▶ WHAT IS NEEDED:
If a record holds a picture, skip the picture but print everything else exactly.

▶ RECORDS FOR THIS EXERCISE:
___

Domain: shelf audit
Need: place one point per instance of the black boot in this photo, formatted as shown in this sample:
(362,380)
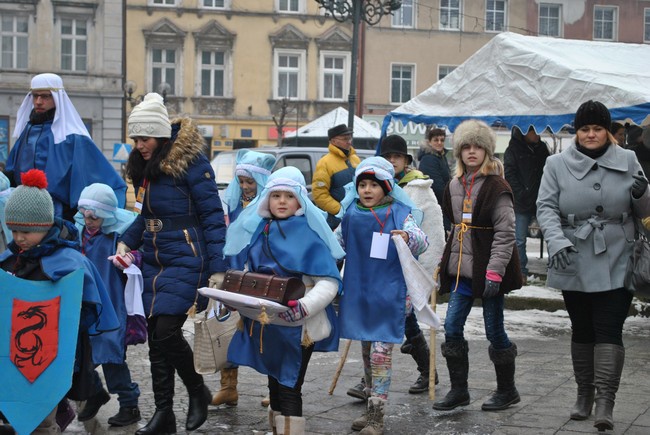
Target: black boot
(91,408)
(504,366)
(163,422)
(162,377)
(456,354)
(420,353)
(582,356)
(608,366)
(179,354)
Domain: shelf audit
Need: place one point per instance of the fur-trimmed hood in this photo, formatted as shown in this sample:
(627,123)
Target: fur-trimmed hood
(188,145)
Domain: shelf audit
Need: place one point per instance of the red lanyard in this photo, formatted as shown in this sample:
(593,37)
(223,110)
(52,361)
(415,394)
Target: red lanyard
(381,224)
(471,185)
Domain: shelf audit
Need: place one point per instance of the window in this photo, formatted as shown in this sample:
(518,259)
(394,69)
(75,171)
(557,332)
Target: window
(74,45)
(334,75)
(495,16)
(550,17)
(215,4)
(213,73)
(605,23)
(401,83)
(289,74)
(403,17)
(163,68)
(444,70)
(292,6)
(13,31)
(450,14)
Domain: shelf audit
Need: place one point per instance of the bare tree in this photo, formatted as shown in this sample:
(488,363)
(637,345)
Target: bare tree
(281,123)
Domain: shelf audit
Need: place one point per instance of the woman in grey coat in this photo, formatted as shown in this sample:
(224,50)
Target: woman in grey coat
(588,199)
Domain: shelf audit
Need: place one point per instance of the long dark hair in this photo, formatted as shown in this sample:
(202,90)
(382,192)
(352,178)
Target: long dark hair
(137,168)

___

▶ EXERCISE OUTPUT:
Domain: shelf audit
Need: place one point per instance of the black boot in this photo, formatted as shown in this sample:
(362,380)
Target: black boot
(91,408)
(504,366)
(163,422)
(162,377)
(456,354)
(420,353)
(582,356)
(608,366)
(179,354)
Domain: shelf audit
Need: place one point per instance of the fur-trimmed hood in this photo, formatted as shown in this sample:
(627,123)
Target: fur-trimmed hood
(188,145)
Domain: shelf audit
Need: place one point per instance of the red lanyard in this photo, formatted as shown in this sample:
(593,37)
(223,110)
(52,361)
(415,394)
Target: red lanyard
(381,224)
(471,185)
Domain: shelf audit
Need: place one point per instance of the window in this photo, formatted as shown in this sample:
(518,259)
(394,69)
(75,171)
(557,332)
Target: window
(74,45)
(334,75)
(495,16)
(550,17)
(215,4)
(213,73)
(605,23)
(401,83)
(289,74)
(403,17)
(163,68)
(444,70)
(292,6)
(13,31)
(450,14)
Domain: shelf audit
Need: place one point per instance of the bare tree in this photo, formatted as shown in this sample:
(488,363)
(637,345)
Target: bare tree
(281,123)
Domain: shelf audit
Need: place one point per instance of the woman in grey coat in this photo, formatted as shown in this sample:
(224,50)
Target: woman in grey coat
(588,199)
Domain: shelf audit
Need: place one point per instance of the long dark hair in this photo, formatted as shown in this sample:
(202,90)
(382,192)
(352,178)
Target: long dark hair
(137,168)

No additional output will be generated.